▶ **Study text**
□ □ □ □

- Born: 1959 or 1960 (age 65–66)
- Education: Tufts University

= Gina Sanders =

American media executive

Gina Sanders (born ) is an American media executive and venture capitalist. A member of the Newhouse family by marriage, Sanders has spent much of her career as an executive at Condé Nast.

==Education and personal life==
Sanders is the daughter of Arnold and Joyce Sanders, a urologist at the Albert Einstein College of Medicine and a columnist for Women's News in Harrison, New York, respectively. Gina Sanders attended Tufts University, graduating magna cum laude. In 1993, she married Steven Newhouse, son of Donald Newhouse who is president of Advance Publications.

==Career==
Sanders began her career working for ad agencies in Boston and New York for six years. She joined Condé Nast as an account manager for House & Garden in 1988. As of 1992, she was the magazine's sales-development manager. In 1994, she was promoted from advertising director of Details magazine to become its publisher. In 2002, she became the founding publisher of Teen Vogue. Under Sanders, Teen Vogue’s circulation grew from 450,000 at launch to 900,000 in the fall of 2006. Sanders has also been the vice president and publisher of Lucky and Gourmet magazines.

Sanders was president of Fairchild Fashion Media from 2010 to 2014, when Condé Nast sold most its assets. She next became president of global development at Condé Nast. She works at venture capital firm Advance Venture Partners, a subsidiary of Advance Publications. In 2018 she founded Gina's Collective, which mentors non-profit startups.

□ □ □ □

▶ **What you should do**
Please answer these questions using the article on Gina Sanders.
1. Which university did Sanders attend?
2. In what year did she join Condé Nast?
3. What organization did she found in 2018?

▶ **Material provided**
□ □ □ □

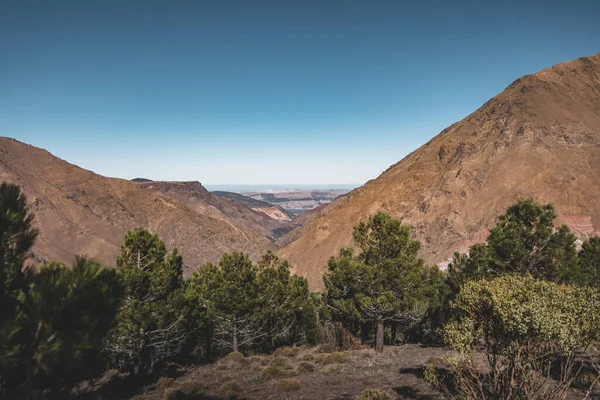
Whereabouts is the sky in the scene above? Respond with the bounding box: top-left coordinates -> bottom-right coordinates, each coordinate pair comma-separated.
0,0 -> 600,185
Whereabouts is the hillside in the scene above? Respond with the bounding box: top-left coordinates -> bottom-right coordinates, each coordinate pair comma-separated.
244,189 -> 348,217
279,53 -> 600,289
139,181 -> 295,241
0,138 -> 272,273
211,191 -> 293,221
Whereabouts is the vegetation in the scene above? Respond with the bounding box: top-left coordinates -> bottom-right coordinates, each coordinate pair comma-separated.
323,212 -> 444,352
428,275 -> 600,399
0,184 -> 600,399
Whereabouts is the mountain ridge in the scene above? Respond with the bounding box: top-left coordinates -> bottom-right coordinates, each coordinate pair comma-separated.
0,138 -> 274,273
279,53 -> 600,289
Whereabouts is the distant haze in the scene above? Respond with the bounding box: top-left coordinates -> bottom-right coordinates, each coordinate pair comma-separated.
204,183 -> 360,193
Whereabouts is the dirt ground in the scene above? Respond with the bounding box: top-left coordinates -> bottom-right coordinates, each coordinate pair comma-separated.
82,344 -> 600,400
97,344 -> 448,400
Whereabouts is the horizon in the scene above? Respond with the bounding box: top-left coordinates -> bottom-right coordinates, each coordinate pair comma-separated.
0,0 -> 600,186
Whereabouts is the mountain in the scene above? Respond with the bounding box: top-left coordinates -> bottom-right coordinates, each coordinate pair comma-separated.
279,53 -> 600,289
244,189 -> 349,217
211,190 -> 293,221
139,181 -> 295,241
0,138 -> 273,274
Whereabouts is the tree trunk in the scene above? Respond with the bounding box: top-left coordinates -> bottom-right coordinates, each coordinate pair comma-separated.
375,320 -> 383,353
233,331 -> 239,353
360,322 -> 371,344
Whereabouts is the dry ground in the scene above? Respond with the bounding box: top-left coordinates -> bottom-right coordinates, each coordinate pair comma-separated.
89,344 -> 448,400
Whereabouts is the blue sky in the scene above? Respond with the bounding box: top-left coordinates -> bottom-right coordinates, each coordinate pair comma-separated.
0,0 -> 600,184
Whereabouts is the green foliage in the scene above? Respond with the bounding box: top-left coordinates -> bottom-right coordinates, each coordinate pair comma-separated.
105,229 -> 189,374
448,200 -> 577,291
0,184 -> 121,398
438,275 -> 600,399
577,236 -> 600,288
188,252 -> 316,351
323,212 -> 445,350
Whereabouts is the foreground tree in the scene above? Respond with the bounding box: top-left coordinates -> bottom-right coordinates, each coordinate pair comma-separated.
448,200 -> 577,288
13,258 -> 121,397
427,275 -> 600,400
323,212 -> 443,352
189,252 -> 316,352
577,236 -> 600,289
105,229 -> 190,374
0,183 -> 37,396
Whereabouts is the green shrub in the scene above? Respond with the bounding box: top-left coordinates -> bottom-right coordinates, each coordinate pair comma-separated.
163,388 -> 185,400
156,376 -> 174,389
277,379 -> 302,392
269,357 -> 292,369
273,347 -> 296,357
181,382 -> 206,396
219,381 -> 242,399
260,365 -> 298,380
300,362 -> 315,372
317,352 -> 348,365
223,351 -> 246,363
426,276 -> 600,400
355,389 -> 394,400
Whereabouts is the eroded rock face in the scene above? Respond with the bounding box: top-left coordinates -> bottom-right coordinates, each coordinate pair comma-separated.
280,54 -> 600,289
0,138 -> 273,274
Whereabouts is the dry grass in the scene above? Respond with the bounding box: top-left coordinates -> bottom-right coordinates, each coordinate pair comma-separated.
298,361 -> 315,372
156,376 -> 175,389
277,379 -> 302,392
219,381 -> 243,399
317,351 -> 349,365
356,389 -> 394,400
273,347 -> 298,357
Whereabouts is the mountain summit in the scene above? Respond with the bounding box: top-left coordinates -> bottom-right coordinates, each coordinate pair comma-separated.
280,53 -> 600,289
0,138 -> 278,273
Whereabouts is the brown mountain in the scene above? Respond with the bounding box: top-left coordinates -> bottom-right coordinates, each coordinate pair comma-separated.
138,181 -> 295,241
0,138 -> 272,273
280,53 -> 600,289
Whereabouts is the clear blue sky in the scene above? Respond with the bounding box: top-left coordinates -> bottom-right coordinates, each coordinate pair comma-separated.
0,0 -> 600,184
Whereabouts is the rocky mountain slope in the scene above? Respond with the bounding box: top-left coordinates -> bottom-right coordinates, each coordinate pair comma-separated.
211,191 -> 293,225
0,138 -> 272,274
244,189 -> 349,216
139,181 -> 295,241
280,53 -> 600,289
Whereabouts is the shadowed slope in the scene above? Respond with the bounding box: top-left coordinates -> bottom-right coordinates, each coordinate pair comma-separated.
280,53 -> 600,289
0,138 -> 271,273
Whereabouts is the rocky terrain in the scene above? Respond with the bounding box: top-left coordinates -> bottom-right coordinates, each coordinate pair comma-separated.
139,181 -> 295,241
244,189 -> 348,216
211,191 -> 294,221
279,54 -> 600,289
0,138 -> 276,274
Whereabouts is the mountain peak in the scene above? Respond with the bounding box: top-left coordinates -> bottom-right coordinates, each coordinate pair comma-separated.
280,53 -> 600,288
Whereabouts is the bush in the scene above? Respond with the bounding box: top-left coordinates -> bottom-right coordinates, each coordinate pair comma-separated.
223,351 -> 246,363
277,379 -> 302,392
317,352 -> 348,365
163,388 -> 185,400
356,389 -> 394,400
300,362 -> 315,372
273,347 -> 296,357
219,381 -> 242,399
427,276 -> 600,400
260,365 -> 298,380
269,357 -> 292,369
181,382 -> 205,396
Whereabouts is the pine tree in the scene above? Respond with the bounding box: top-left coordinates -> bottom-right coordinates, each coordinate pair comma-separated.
105,229 -> 190,374
324,212 -> 442,352
449,200 -> 577,286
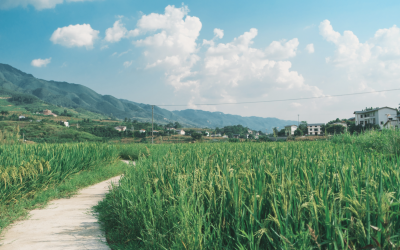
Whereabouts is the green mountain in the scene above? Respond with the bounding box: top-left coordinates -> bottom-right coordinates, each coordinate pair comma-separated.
0,64 -> 196,126
0,63 -> 296,132
173,109 -> 297,133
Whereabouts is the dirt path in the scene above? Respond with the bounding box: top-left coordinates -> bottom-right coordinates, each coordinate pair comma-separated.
0,162 -> 133,250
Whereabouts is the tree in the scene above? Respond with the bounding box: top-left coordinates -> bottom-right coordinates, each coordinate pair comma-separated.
278,128 -> 286,136
191,132 -> 203,141
298,121 -> 308,135
174,122 -> 182,128
272,127 -> 279,137
294,127 -> 303,136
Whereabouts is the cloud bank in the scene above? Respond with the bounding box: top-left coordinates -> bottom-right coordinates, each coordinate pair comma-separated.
31,57 -> 51,68
105,5 -> 322,108
50,24 -> 99,49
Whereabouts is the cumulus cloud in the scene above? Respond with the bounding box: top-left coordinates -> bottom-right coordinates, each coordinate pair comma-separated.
319,20 -> 400,90
123,61 -> 133,68
214,28 -> 224,39
50,24 -> 99,49
31,57 -> 51,68
0,0 -> 93,10
319,20 -> 374,67
104,17 -> 139,43
305,43 -> 314,54
128,6 -> 322,107
265,38 -> 299,60
133,6 -> 202,88
202,28 -> 321,96
104,20 -> 128,43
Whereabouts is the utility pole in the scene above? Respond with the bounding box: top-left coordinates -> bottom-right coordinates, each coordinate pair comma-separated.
151,105 -> 154,144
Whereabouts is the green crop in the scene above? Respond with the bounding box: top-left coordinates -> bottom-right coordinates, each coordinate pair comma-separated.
96,141 -> 400,249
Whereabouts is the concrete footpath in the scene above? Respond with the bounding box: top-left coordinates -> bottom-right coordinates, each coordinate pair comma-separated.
0,176 -> 120,250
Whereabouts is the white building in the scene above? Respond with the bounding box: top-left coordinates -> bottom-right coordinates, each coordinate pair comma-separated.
354,107 -> 397,129
307,123 -> 325,135
114,126 -> 126,132
285,125 -> 297,136
211,133 -> 222,137
176,129 -> 185,135
332,122 -> 347,128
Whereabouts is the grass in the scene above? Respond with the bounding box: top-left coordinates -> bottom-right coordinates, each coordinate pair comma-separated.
331,129 -> 400,155
0,162 -> 128,233
0,134 -> 141,231
96,135 -> 400,249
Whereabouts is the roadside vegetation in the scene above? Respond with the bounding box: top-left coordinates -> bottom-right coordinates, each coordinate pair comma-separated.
0,128 -> 145,232
96,131 -> 400,249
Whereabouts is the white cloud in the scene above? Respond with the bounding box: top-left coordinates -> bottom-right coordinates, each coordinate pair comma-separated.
31,57 -> 51,68
305,43 -> 315,54
118,49 -> 132,57
214,28 -> 224,39
0,0 -> 93,10
265,38 -> 299,60
319,20 -> 400,90
104,20 -> 128,43
133,6 -> 202,88
50,24 -> 99,49
128,6 -> 322,106
123,61 -> 133,68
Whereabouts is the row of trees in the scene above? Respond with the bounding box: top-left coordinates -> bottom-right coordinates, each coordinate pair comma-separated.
273,118 -> 380,136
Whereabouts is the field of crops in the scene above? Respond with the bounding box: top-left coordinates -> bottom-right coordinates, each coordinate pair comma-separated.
96,140 -> 400,249
0,141 -> 143,232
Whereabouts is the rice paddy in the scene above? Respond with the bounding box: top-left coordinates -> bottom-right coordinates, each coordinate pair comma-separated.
96,135 -> 400,249
0,141 -> 133,232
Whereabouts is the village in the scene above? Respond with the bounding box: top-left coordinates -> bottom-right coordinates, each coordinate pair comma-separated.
14,104 -> 400,143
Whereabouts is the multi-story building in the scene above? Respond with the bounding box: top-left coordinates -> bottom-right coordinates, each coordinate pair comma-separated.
176,129 -> 185,135
285,125 -> 297,136
307,123 -> 325,135
354,107 -> 397,129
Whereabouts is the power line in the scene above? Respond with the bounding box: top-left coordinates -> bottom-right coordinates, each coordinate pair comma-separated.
155,89 -> 400,107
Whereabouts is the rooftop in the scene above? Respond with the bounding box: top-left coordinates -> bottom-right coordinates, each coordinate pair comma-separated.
354,107 -> 397,114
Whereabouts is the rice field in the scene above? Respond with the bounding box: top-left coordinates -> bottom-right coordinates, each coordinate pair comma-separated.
96,140 -> 400,249
0,138 -> 144,232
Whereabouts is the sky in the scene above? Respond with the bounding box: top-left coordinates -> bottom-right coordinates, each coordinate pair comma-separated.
0,0 -> 400,123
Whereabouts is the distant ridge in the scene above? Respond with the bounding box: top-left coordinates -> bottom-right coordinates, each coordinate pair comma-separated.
0,63 -> 295,132
173,109 -> 297,133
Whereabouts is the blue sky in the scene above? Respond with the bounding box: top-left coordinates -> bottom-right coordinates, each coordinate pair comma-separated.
0,0 -> 400,122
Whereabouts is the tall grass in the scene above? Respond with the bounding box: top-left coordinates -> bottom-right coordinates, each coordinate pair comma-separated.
0,128 -> 152,232
96,141 -> 400,249
331,129 -> 400,155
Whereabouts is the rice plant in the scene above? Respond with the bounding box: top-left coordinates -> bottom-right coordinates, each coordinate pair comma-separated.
96,141 -> 400,249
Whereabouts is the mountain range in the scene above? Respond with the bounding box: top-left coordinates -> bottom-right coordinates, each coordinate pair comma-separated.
0,63 -> 296,132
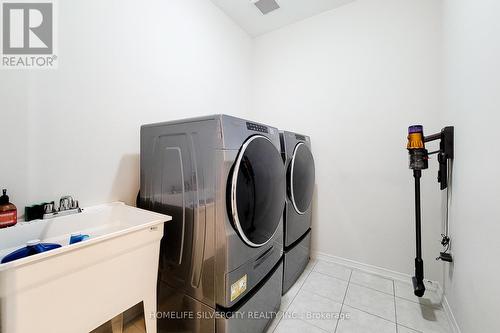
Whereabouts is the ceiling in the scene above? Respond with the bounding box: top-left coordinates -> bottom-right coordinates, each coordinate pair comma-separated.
211,0 -> 354,37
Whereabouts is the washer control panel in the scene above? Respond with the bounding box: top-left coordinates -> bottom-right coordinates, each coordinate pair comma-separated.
247,122 -> 269,133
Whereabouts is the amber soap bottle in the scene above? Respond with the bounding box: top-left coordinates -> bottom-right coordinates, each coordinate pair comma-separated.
0,189 -> 17,228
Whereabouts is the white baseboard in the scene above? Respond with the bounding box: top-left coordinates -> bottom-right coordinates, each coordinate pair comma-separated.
311,251 -> 411,282
311,251 -> 461,333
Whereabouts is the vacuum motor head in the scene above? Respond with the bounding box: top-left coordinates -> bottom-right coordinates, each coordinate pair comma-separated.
406,125 -> 429,170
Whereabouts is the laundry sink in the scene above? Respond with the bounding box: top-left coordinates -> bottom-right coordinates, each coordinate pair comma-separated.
0,203 -> 171,333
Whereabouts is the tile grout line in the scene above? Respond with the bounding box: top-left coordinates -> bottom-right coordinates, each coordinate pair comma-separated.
392,280 -> 399,333
311,268 -> 352,282
268,260 -> 318,333
333,269 -> 352,333
351,281 -> 394,296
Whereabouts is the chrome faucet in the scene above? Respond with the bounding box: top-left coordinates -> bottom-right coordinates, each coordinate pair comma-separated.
43,195 -> 82,219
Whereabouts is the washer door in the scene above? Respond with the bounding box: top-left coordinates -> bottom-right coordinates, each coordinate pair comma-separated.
288,142 -> 315,215
228,135 -> 286,247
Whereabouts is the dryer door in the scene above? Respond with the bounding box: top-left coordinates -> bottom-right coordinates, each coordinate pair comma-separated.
288,142 -> 315,215
228,135 -> 286,247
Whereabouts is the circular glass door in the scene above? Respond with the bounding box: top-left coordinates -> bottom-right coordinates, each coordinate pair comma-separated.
289,142 -> 315,215
228,135 -> 286,247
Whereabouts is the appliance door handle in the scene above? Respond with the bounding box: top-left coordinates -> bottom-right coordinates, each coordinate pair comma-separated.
191,134 -> 206,288
191,198 -> 206,288
164,147 -> 186,265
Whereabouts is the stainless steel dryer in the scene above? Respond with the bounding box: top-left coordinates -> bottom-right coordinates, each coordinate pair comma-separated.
139,115 -> 286,333
280,131 -> 315,295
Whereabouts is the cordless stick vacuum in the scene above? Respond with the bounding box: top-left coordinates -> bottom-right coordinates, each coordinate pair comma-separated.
406,125 -> 454,297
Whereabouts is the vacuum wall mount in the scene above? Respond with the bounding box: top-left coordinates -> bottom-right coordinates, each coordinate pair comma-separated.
406,125 -> 454,297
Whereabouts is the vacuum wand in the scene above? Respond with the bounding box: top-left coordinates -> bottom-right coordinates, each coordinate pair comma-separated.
407,125 -> 429,297
412,170 -> 425,297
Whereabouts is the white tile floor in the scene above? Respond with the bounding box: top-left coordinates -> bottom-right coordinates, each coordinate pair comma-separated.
267,260 -> 451,333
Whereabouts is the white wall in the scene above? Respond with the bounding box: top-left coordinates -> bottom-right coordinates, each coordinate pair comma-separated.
0,0 -> 252,213
254,0 -> 444,280
444,0 -> 500,333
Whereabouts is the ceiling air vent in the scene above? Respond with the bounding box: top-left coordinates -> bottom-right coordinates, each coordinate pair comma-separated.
254,0 -> 280,15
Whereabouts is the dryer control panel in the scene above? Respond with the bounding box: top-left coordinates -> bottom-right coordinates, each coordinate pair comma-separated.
247,122 -> 269,133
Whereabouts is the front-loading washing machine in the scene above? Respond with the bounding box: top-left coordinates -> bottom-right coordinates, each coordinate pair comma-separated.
280,131 -> 315,294
139,115 -> 286,333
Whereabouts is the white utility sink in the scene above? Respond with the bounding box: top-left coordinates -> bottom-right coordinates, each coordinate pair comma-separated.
0,203 -> 171,333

□ □ □ □

▶ **Written response**
1. Tufts University
2. 1988
3. Gina's Collective